──────── PASSAGE PROVIDED

President, parliament and party(ies)

The photograph I have used to illustrate this week’s opening blog entry comes from the François Borella’s Les partis politiques dans la France d’aujourd’hui, a book that was, back in the early 1990s when I started teaching the subject, pretty much the best general text to throw at undergraduates. The edition I used, published in 1990, was the fifth. It first appeared in 1973.

Then, as the cover suggests, we still talked about the quadrille bipolaire, the split of French politics into left and right, but subdivided between four parties. The Socialist PS and the Communist PCF were on the left. On the centre-right and right were the Union pour la Démocratie Française (UDF) and the neo-Gaullist Rassemblement pour la République (RPR - whose symbol was the Cross of Lorraine superimposed on the Phrygian cap).  

Within these two groups, the 1980s had seen major shifts. On the left, the PCF had been the larger in terms of electorate, but in the 1978 general election they were overtaken by the PS (itself a party relaunched in the early 1970s from the ruins of the old Socialist SFIO), under the leadership of François Mitterrand. The latter then won the presidential election in 1981 and although he appointed Communist ministers to the government, the ‘party of a different type’ went into rapid decline nationally and, in some way more significantly, at the local level. By the 1990s, it had become peripheral beyond a handful of strongholds and was losing its electorate to the right and the far-right.

────────────────
──────── DATA PROVIDED

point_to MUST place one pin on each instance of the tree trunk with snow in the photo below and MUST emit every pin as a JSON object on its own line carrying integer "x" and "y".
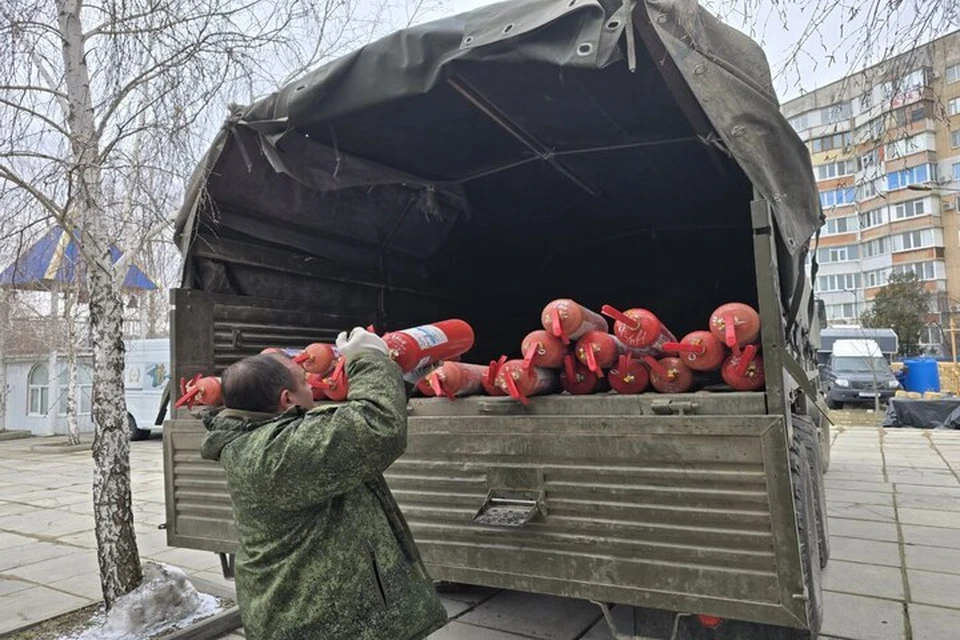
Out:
{"x": 119, "y": 559}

────────────────

PROBLEMS TO SOLVE:
[1] Render this sentence from the blog entry on French political parties in Spanish: "The edition I used, published in 1990, was the fifth."
[2] Carry on the blog entry on French political parties, starting right after its last sentence.

EXERCISE ANSWERS:
[1] La edición que utilicé, publicada en 1990, era la quinta.

[2]
The RPR, founded in 1976 by Jacques Chirac, never used the term ‘right’: for two generations after the war, ‘right’ meant Vichy. But, generally, its politics and those of its UDF ally put it there anyway. While the RPR looked like a classic political party, the UDF was in fact an umbrella for myriad formations on what is sometimes referred to as ‘the non-Gaullist moderate right’ or NGMR, where the term ‘moderate’ implies conservative and republican. The umbrella covered Christian democrats, economic liberals, even some old radicals. We tend to think of it sitting between the centre and the RPR, but in fact, some figures within the UDF (yes Philippe de Villiers, I'm looking at you) were far from moderate and espoused views on religion and identity that were not very far from the emergent FN. What separated them from Jean-Marie Le Pen’s party was their republicanism. Le Pen loathed the Fifth Republic. The UDF were committed to it while the RPR believed they were it.

The RPR and the UDF have now disappeared. They merged in 2002 into the Union pour une Majorité Présidentielle (UMP), designed to give the re-elected President Chirac a majority in the general election. This then became the Union pour un Mouvement Populaire. A rump of the UDF, around François Bayrou, kept the old title and struggled on before a further split saw most of its leading figures defect to Nicolas Sarkozy after his presidential victory in 2007, while Bayrou struck out alone by creating MoDem.

Following Sarkozy’s defeat in the 2012 presidential election, there was a bitter and inconclusive struggle for control of the UMP between François Fillon and Jean-François Copé, which, in the end neither won, though many felt at the time that Copé was simply a straw man, intended to hold the party together until Sarkozy was ready to return.  With the result of the leadership ballot the subject of fierce dispute, instead the UMP was handed over to a small committee until Sarkozy took back control of the party in late 2014. A year later, the UMP morphed into Les Républicains.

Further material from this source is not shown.